__Directions for this task__
Give the listing below again in full, exactly as written.

***** Data excerpts *****

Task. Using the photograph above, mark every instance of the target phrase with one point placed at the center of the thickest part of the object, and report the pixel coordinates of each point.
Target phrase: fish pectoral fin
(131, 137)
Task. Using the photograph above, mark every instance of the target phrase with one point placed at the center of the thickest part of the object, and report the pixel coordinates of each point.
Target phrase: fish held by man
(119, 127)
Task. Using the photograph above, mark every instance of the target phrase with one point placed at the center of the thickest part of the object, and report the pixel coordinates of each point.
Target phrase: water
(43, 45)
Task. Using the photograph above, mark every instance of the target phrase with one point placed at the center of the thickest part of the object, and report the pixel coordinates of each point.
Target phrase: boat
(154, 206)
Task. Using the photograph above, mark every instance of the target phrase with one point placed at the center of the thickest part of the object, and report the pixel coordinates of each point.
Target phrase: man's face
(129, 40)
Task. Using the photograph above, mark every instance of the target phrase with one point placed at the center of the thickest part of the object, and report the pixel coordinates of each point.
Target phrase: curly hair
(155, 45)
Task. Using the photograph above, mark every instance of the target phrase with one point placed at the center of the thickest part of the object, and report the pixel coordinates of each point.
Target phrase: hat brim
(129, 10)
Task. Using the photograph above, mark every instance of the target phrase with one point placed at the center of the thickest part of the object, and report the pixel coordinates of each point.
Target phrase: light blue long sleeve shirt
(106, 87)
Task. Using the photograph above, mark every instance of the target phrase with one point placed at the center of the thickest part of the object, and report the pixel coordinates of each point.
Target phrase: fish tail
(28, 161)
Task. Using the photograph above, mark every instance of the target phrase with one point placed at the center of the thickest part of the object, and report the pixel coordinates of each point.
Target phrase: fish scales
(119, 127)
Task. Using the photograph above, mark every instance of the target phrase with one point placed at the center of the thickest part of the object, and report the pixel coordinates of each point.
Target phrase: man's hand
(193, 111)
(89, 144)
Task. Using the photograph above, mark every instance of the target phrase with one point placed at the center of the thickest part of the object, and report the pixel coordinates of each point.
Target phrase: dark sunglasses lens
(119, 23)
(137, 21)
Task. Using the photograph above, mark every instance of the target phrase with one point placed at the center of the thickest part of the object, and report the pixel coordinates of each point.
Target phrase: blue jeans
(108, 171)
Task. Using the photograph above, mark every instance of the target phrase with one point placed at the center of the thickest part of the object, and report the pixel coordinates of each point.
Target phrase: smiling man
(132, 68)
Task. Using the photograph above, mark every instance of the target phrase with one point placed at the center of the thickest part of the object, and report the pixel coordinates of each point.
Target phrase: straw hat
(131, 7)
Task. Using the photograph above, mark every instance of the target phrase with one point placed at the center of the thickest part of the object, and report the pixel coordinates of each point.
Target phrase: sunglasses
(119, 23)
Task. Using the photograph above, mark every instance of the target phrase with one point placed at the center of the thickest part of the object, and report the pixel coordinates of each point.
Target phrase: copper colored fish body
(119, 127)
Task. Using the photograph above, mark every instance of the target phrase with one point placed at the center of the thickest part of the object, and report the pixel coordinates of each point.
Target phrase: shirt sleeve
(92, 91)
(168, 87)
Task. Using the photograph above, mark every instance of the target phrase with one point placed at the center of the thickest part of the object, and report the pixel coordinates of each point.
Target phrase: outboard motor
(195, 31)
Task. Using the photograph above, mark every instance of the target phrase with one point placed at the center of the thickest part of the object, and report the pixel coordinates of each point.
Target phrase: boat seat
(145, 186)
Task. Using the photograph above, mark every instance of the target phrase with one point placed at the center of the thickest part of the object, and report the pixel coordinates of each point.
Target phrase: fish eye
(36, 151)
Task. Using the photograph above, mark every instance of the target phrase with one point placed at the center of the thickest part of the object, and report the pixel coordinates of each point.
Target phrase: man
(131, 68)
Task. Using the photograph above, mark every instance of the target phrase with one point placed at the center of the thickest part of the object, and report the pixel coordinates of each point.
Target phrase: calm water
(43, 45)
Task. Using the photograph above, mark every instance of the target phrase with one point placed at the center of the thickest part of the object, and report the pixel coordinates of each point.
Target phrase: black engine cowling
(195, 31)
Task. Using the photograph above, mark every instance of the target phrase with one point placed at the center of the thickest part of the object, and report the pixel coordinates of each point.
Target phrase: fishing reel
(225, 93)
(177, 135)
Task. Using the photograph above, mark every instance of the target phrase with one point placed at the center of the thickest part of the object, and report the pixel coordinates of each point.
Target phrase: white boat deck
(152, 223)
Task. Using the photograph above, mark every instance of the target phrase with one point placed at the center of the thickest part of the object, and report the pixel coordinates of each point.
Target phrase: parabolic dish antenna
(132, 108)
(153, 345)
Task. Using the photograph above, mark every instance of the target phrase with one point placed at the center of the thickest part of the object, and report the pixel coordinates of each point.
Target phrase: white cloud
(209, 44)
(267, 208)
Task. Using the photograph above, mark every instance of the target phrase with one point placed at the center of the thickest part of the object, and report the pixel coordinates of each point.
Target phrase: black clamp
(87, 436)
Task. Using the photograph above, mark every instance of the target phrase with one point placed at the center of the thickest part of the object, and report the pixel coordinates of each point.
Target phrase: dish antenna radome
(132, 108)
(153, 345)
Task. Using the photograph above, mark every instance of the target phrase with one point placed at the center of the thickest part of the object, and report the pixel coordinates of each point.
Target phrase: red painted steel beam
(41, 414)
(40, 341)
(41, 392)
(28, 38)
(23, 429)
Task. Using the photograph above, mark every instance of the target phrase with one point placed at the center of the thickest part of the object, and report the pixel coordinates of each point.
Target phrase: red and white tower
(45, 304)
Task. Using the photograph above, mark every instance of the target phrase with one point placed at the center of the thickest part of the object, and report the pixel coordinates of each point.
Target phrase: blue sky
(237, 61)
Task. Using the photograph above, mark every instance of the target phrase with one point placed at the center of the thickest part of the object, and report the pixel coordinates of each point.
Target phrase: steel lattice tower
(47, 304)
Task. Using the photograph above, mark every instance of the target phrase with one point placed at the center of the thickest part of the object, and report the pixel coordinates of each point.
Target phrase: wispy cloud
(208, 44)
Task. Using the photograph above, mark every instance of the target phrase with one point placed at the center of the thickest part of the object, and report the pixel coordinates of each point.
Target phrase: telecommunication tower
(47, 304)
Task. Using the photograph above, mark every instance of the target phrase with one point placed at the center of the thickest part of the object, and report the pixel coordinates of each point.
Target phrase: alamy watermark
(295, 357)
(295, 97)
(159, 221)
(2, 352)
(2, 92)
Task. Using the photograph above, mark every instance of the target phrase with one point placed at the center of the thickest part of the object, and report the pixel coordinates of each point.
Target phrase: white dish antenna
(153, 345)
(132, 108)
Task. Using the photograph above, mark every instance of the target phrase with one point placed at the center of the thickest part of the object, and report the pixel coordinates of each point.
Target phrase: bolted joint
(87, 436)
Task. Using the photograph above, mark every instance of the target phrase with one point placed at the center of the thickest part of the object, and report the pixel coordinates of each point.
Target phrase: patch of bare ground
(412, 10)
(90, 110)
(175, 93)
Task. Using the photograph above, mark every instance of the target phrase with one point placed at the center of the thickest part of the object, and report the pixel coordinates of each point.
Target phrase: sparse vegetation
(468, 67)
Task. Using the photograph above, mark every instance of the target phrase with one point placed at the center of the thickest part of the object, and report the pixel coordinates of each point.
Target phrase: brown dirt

*****

__Solution to the exercise__
Task. Using the photograph above, mark every instance of the target phrase with one point placed at the center of the thickest part of the object, and report the pixel coordinates of each point.
Target phrase: fish pectoral fin
(131, 137)
Task. Using the photograph above, mark every instance of the target phrase with one point placed at the center of the thickest part of the object, and report the pixel coordinates of each point.
Target phrase: fish held by man
(119, 127)
Task. Using the photograph above, mark every instance of the target phrase with one point placed at the center of the thickest part of the object, and report the pixel coordinates of each point.
Target phrase: water
(43, 45)
Task. Using the photograph above, mark every instance of the target phrase with one point placed at the center of the thickest part of the object, and report the pixel coordinates of each point.
Target phrase: boat
(154, 206)
Task. Using the photograph above, mark every instance of the target phrase with one point placed at the center of the thickest part of the object, and report the pixel coordinates of each point.
Target phrase: man's face
(129, 40)
Task. Using the photograph above, mark every instance of the target phrase with one point placed at the center of the thickest part of the object, and report the pixel coordinates of each point.
Target phrase: curly hair
(155, 45)
Task. Using the photograph above, mark every instance of the target phrase with one point placed at the center of the thickest part of the object, and report the pixel coordinates of each point.
Target phrase: hat brim
(129, 10)
Task. Using the photograph above, mark every instance of the target phrase with one point placed at the center of the thickest part of the object, and report the pixel coordinates of each point.
Target phrase: light blue long sleeve shirt
(106, 87)
Task. Using the photograph above, mark every instance of the target phrase with one point placed at the center of the thickest part of the object, and report the pixel coordinates of each point.
Target phrase: fish tail
(28, 161)
Task. Using the photograph above, mark every instance of the target phrase with one point placed at the center of the thickest part of the object, and report the pixel coordinates of each point.
Target phrase: fish scales
(119, 127)
Task. Using the photograph above, mark every instance of the target phrase with one point placed at the center of the thickest part of the object, and report the pixel coordinates of each point.
Target phrase: man's hand
(193, 111)
(89, 144)
Task. Using the photograph above, mark every instance of the target phrase with one point placed at the center of the thickest part of the object, and report the pixel coordinates of each point.
Target phrase: dark sunglasses lens
(119, 23)
(137, 21)
Task. Using the photograph above, mark every instance of the target phrase with one point placed at the center of the thickest part of the object, and report the pixel coordinates of each point.
Target phrase: blue jeans
(108, 171)
Task. Using the photograph above, mark every instance of the target phrase with one point placed at the center of the thickest part of the object, and report the pixel coordinates of each point.
Target phrase: smiling man
(132, 68)
Task. Using the photograph above, mark every instance of the target phrase with one point placed at the center of the thickest part of the object, and report the pixel coordinates of each point.
Target phrase: straw hat
(131, 7)
Task. Using the photograph above, mark every instance of the target phrase with one point placed at the center of the thickest part of the object, and report the pixel coordinates of each point.
Target phrase: sunglasses
(119, 23)
Task. Using the photograph above, mark every instance of the target phrase with one point placed at the center of the thickest part of the object, and report the pixel coordinates of each point.
Target phrase: copper colored fish body
(119, 127)
Task. Using the photograph above, mark every instance of the target phrase with one point placed at the center of the thickest part of the object, and report the pixel coordinates of each point.
Target phrase: shirt sleeve
(92, 91)
(168, 87)
Task. Using the photograph above, mark every instance of the target phrase with one point placed at the center of the thickest part of the object, and report the pixel coordinates of each point.
Target phrase: outboard motor
(195, 31)
Task. Using the photograph above, mark every instance of the target phrase with one point placed at the center of the thickest part of the object, and report the pixel coordinates of each point.
Target phrase: boat seat
(145, 186)
Task. Using the photograph above, mark every instance of the target phrase with one point placed at the center of the thickest part of the object, and report the pixel coordinates of each point.
Target phrase: fish eye
(36, 151)
Task. Using the photograph above, mark every instance of the target phrase with one point placed at the center of the thickest part of the object, and report the pixel coordinates of each point.
Target phrase: man
(131, 68)
Task. Using the photograph above, mark every instance of the target phrase with one point placed at the center of the thickest part of the object, and report the pixel coordinates of each point.
Target phrase: calm water
(43, 45)
Task. Using the photograph above, mark every instance of the target phrase with one point placed at the center of the thickest part of the object, and report the pixel coordinates of each point.
Target phrase: black engine cowling
(195, 31)
Task. Using the photograph above, mark every instance of the target phrase with one point placed at the center of the thickest part of the object, and report the pixel coordinates of each point.
Target phrase: fishing reel
(225, 93)
(177, 135)
Task. Using the photograph above, mark every instance of the target phrase with one point placed at the center of the thickest part of the object, and report the pixel coordinates of each point.
Target phrase: white boat deck
(152, 223)
Task. Using the photograph above, mark every instance of the target phrase with one point placed at the center of the thickest part of the object, and report the pixel coordinates of each point.
Target phrase: parabolic dish antenna
(132, 108)
(153, 345)
Task. Using the photograph above, mark every instance of the target phrase with one point placed at the center of the thickest part of the object, and report the pixel coordinates of each point.
Target phrase: white cloud
(209, 44)
(267, 208)
Task. Using the photograph above, mark every instance of the target phrase with one point placed at the center of the thickest part of the object, and report the pixel coordinates of each point.
Target phrase: black clamp
(87, 436)
Task. Using the photograph above, mark every instance of the target phrase with one point placed at the center of the thickest part of the object, and report the pixel coordinates of each point.
Target phrase: dish antenna radome
(132, 108)
(153, 345)
Task. Using the photograph above, mark every instance of the target phrase with one point placed at the center of the thickest part of the object, and report the pixel coordinates of each point.
Target phrase: red painted steel beam
(41, 414)
(40, 341)
(41, 392)
(28, 38)
(23, 429)
Task. Using the photograph above, mark every instance of the target phrase with one point placed at the center of the thickest part of the object, and report the pixel coordinates of each point.
Target phrase: red and white tower
(45, 304)
Task. Using the photograph above, mark every instance of the target phrase with one point placed at the center of the thickest part of the object, and report the pixel coordinates of each point.
Target phrase: blue sky
(237, 61)
Task. Using the photograph above, mark every instance of the target phrase with one point placed at the center of the thickest part of the object, and report the pixel coordinates of each point.
Target phrase: steel lattice tower
(47, 304)
Task. Using the photograph above, mark every instance of the target phrase with one point placed at the center of the thickest part of the object, and report the pixel coordinates of each point.
Target phrase: wispy cloud
(208, 44)
Task. Using the photograph above, mark every instance of the target phrase with one point placed at the center of the thickest part of the object, and report the pixel coordinates of each point.
Target phrase: telecommunication tower
(47, 304)
Task. Using the photograph above, mark every instance of the target phrase with one point placed at the center of the thickest part of the object, and report the pixel coordinates of each point.
Target phrase: alamy watermark
(295, 357)
(295, 97)
(159, 221)
(2, 352)
(2, 92)
Task. Using the photograph above, mark every instance of the target phrase with one point placed at the center of the thickest part of the object, and report the pixel coordinates of each point.
Target phrase: white dish antenna
(153, 345)
(132, 108)
Task. Using the photograph above, mark every instance of the target phrase with one point placed at the center of the thickest part of the object, and report the pixel coordinates of each point.
Target phrase: bolted joint
(87, 436)
Task. Using the photograph above, mark every instance of the target phrase with one point placed at the center of the thickest part of the object, and report the pixel coordinates of each point.
Target phrase: patch of bare ground
(412, 10)
(90, 110)
(175, 93)
Task. Using the photograph above, mark every instance of the target phrase with one point placed at the center of the thickest part of the object, and report the pixel coordinates of each point.
Target phrase: sparse vegetation
(468, 67)
Task. Using the photograph above, mark every instance of the target phrase with one point placed at the center of the thickest part of the object, and report the pixel coordinates of each point.
Target phrase: brown dirt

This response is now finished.